— start of EXCERPTED PASSAGE —

Sad Day for Melksham Assembly Hall

The stalwart venue of Melksham is being viewed more like just a wart by town councillors, in a sad day which could see the closing curtain for the Assembly Hall.

Melksham News reported on the rumour I’ve been trying to hold back on, hoping the day wouldn’t come, that Melksham Assembly Hall and the Town Hall could be sold off under controversial plans being considered by Melksham Town Council.

More than once, Conservative Councillor Phil Alford contradicts himself in conversation with Melksham News, in the very same sentences!

Here he defends his case by telling the newspaper, “the Assembly Hall needs £400K for refurbishment,” but adds “we should build a new facility.” Is it just me being thick, I mean I’m no building contractor, but wouldn’t building a new facility cost more than repairing the one you’ve got?!

— end of EXCERPTED PASSAGE —

**WRITTEN PROBLEM A**
Collect every line of the records that contains the string "woman" and copy each one out. Case counts.

— start of SOURCE MATERIAL —

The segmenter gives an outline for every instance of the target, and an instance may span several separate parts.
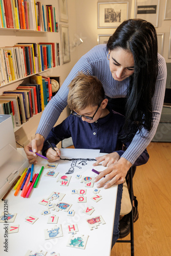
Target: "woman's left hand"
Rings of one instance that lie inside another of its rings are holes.
[[[98,165],[100,162],[103,161],[102,157],[100,157],[93,165]],[[101,187],[105,184],[104,188],[108,188],[113,184],[118,185],[123,183],[127,172],[132,165],[130,162],[123,157],[121,157],[117,162],[111,164],[108,168],[101,172],[96,177],[94,180],[95,182],[106,176],[97,184],[97,187]]]

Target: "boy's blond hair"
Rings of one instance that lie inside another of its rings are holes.
[[[68,104],[76,112],[98,105],[104,99],[103,86],[95,76],[79,72],[68,87]]]

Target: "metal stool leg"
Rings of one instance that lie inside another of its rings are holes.
[[[130,168],[130,185],[131,193],[131,201],[133,205],[133,168]],[[131,256],[134,256],[134,217],[133,217],[133,208],[130,212],[130,224],[131,224]]]

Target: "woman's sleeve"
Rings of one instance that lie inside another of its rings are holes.
[[[163,105],[167,70],[165,61],[162,56],[158,58],[158,74],[156,83],[155,94],[152,99],[153,125],[148,132],[145,129],[142,129],[142,134],[145,136],[142,137],[138,133],[134,136],[131,144],[122,155],[122,157],[134,164],[135,161],[145,150],[155,135],[159,123],[161,111]]]
[[[58,92],[49,101],[42,113],[36,133],[42,135],[45,139],[67,106],[69,91],[68,86],[78,71],[82,71],[84,73],[89,72],[89,75],[92,74],[91,65],[84,56],[75,64]]]

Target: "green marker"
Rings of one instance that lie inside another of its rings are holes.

— end of SOURCE MATERIAL —

**WRITTEN PROBLEM B**
Carry on the blog post about the possible sale of Melksham Assembly Hall, starting right after its last sentence.

**TASK OUTPUT A**
Target: "woman's left hand"
Target: "woman's sleeve"

**TASK OUTPUT B**
And does it even need this colossal cost for a refurb at all? It looks fine to me as it is, lick of paint, job done. Face it, Melksham, other than a handful of excellent local pubs, like the Pilot and Foresters supplying the town with live music, you’ve hardly any few entertainment venues as it is.

The Assembly Hall is a pillar to the community, with a brilliant programme and variety of events to suit everyone. From top class tribute acts, massive fundraising events such as the legendary Female of the Species gigs, which had to be shifted to Seend, to regular clubs such as the twenty-five year strong Rock n Roll Club drawing crowds from across the country, and even the popular male stripper nights. Perhaps it’s the latter offending Mr Alford; feeling somewhat inferior?!

Has the smokescreen got in your eyes yet? The new campus project has seen closure of the library and historic Blue Pool too; how many eggs does this Councillor want to put in the same basket, I sigh. “We now have a once-in-a-lifetime chance to do something about it,” he continues his pitch, why is it “a once-in-a-lifetime chance?” is there no chance of a backhander in the future?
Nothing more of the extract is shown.